Please count the lines in the records below that contain the string "stone", and reply with that number alone.

-- start Raw data --

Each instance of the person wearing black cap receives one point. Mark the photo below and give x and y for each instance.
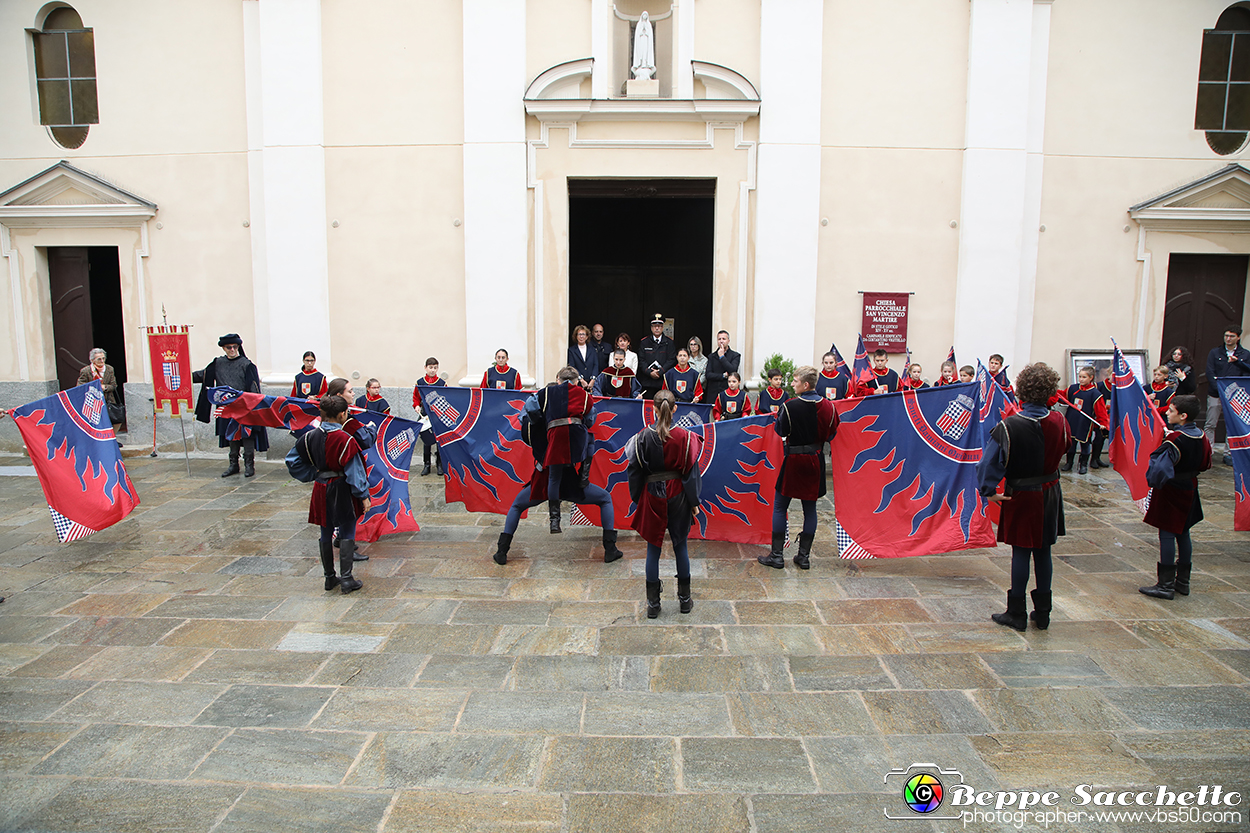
(234, 370)
(656, 355)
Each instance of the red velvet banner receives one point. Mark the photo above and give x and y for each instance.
(171, 367)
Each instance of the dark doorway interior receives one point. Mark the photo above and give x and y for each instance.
(86, 309)
(638, 248)
(1205, 295)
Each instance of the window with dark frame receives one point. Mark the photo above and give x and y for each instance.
(65, 76)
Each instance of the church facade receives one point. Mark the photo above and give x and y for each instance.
(385, 181)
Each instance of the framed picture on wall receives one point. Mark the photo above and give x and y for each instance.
(1101, 363)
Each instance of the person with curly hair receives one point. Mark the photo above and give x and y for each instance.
(1026, 449)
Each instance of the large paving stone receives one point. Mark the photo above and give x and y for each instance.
(449, 762)
(108, 751)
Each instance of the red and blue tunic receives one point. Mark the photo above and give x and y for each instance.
(684, 384)
(501, 378)
(310, 385)
(731, 405)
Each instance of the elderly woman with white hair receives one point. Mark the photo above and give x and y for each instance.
(98, 369)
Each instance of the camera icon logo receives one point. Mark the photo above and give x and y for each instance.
(923, 788)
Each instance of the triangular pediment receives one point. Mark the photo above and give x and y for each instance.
(66, 194)
(1216, 201)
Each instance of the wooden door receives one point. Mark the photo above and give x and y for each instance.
(70, 278)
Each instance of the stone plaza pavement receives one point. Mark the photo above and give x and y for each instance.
(184, 671)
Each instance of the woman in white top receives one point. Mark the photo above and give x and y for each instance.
(698, 360)
(630, 357)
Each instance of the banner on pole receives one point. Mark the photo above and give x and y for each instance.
(171, 368)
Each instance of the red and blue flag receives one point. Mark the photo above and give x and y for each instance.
(386, 462)
(904, 469)
(1235, 398)
(1136, 428)
(76, 458)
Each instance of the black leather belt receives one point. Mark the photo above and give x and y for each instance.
(804, 449)
(1033, 484)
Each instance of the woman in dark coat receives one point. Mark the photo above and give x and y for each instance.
(235, 370)
(1026, 449)
(665, 488)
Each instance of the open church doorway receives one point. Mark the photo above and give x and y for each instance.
(85, 284)
(638, 248)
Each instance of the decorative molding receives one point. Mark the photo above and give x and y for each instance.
(1219, 201)
(66, 196)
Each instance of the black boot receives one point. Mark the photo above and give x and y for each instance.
(1096, 458)
(684, 598)
(1016, 614)
(610, 552)
(346, 584)
(1183, 578)
(800, 558)
(774, 558)
(505, 543)
(1165, 587)
(653, 598)
(331, 580)
(1040, 614)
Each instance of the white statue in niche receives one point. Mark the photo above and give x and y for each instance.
(644, 50)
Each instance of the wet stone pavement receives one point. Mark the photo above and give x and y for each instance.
(184, 671)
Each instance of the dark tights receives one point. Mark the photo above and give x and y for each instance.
(1168, 544)
(1020, 559)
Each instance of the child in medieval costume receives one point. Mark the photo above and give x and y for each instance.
(805, 423)
(1025, 449)
(665, 487)
(333, 460)
(555, 425)
(1175, 505)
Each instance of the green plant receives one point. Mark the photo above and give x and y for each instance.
(778, 362)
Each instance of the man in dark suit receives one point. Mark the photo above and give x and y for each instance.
(656, 355)
(720, 364)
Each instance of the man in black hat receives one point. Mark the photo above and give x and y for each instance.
(656, 355)
(233, 370)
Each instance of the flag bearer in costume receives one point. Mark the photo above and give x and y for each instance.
(1026, 448)
(618, 379)
(1175, 505)
(1160, 390)
(1086, 413)
(733, 402)
(333, 459)
(373, 399)
(665, 487)
(769, 402)
(499, 375)
(233, 370)
(556, 428)
(805, 424)
(683, 379)
(433, 380)
(310, 383)
(831, 384)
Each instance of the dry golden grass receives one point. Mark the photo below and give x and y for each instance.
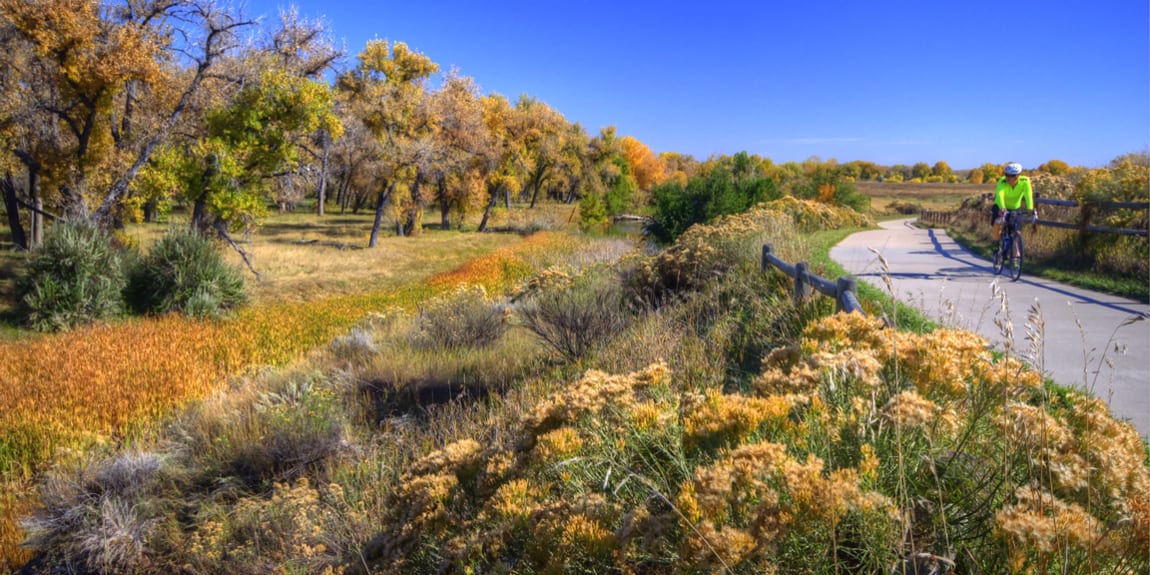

-- end Raw data --

• [Correct output]: 3